저장된 기록
________________________
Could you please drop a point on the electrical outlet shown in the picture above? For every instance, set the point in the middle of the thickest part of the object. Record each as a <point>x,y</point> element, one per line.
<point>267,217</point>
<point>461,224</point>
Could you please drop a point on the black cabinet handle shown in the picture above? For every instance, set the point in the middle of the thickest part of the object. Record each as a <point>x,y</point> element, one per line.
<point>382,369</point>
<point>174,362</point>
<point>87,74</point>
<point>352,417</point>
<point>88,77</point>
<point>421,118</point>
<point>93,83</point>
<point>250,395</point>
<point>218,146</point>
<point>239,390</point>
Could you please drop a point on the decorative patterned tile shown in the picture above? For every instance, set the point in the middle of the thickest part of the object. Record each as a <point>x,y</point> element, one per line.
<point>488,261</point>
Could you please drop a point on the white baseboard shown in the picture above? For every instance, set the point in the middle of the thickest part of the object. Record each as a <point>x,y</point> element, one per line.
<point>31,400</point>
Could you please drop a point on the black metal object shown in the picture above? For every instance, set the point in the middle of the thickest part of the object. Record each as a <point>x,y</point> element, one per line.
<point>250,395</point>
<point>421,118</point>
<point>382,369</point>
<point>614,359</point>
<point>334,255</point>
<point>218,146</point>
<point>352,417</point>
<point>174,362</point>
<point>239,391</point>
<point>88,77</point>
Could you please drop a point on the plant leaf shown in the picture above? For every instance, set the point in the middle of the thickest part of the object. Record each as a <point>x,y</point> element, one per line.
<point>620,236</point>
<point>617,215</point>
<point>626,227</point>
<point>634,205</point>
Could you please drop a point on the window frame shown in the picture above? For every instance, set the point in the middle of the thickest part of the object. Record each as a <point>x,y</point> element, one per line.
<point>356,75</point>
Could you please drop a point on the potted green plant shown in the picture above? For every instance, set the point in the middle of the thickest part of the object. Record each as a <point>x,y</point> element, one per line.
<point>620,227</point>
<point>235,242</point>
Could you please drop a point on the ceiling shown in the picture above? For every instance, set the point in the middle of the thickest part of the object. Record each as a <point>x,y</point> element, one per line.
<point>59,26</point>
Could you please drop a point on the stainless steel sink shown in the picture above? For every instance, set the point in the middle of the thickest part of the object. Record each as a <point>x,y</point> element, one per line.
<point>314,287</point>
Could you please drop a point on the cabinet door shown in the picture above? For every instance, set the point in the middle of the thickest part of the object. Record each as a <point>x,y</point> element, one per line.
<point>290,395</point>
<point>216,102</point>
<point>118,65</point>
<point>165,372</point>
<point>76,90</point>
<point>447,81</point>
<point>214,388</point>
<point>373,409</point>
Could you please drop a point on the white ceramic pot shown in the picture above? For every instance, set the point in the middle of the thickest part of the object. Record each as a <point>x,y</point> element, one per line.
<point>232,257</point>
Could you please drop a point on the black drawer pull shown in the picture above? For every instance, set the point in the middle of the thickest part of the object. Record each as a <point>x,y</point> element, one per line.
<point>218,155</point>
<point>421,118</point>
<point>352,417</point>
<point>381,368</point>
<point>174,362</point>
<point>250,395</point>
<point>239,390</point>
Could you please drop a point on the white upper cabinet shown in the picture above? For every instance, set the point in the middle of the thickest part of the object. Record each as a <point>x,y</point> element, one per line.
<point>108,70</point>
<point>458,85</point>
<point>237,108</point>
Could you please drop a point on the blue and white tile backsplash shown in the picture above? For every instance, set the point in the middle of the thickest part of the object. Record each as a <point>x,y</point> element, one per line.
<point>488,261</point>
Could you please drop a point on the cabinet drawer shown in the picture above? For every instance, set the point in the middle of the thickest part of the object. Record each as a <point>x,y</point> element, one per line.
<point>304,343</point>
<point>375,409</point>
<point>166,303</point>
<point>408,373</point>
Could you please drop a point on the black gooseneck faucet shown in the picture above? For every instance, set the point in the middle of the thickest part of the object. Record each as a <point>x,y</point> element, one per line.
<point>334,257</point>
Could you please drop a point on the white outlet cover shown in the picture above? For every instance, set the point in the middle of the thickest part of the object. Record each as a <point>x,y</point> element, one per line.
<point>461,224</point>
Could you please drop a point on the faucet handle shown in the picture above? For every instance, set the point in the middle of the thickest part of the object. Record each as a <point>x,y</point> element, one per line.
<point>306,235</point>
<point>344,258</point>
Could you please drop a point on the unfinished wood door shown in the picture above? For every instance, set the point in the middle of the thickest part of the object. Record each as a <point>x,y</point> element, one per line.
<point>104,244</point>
________________________
» 작업 안내
위 자료에서 "Could you please drop a point on the plant"이 들어 있는 줄부터 "<point>314,287</point>"가 들어 있는 줄까지 한 글자도 바꾸지 말고 그대로 출력하세요. 처음과 마지막 줄도 포함합니다.

» 최종 결과
Could you please drop a point on the plant leaf shown in the picture above? For every instance, set the point in the middle of the thickest part of the object. Record each as a <point>x,y</point> element, one per line.
<point>620,236</point>
<point>617,215</point>
<point>626,227</point>
<point>634,205</point>
Could you please drop a point on the window frame shown in the picture above? For every instance, set the point in the middle of the thickest part of the object. Record each as a <point>x,y</point> element, one per line.
<point>356,75</point>
Could you please drop a point on the potted green plant shown in the picture above? For every instance, set the point in the middle of the thickest part of the object. Record each as a <point>x,y</point> element, one per line.
<point>620,227</point>
<point>235,242</point>
Could you please drop a point on the ceiling shown in the picture above? For every instance, set the point in the middle of the thickest part of the object. Record each as a <point>x,y</point> element, one per line.
<point>59,26</point>
Could you please drop a point on the stainless steel sink shown in the picture above? For every instance, set the point in the middle of the thickest part of the object. Record each as a <point>x,y</point> element, one per line.
<point>314,287</point>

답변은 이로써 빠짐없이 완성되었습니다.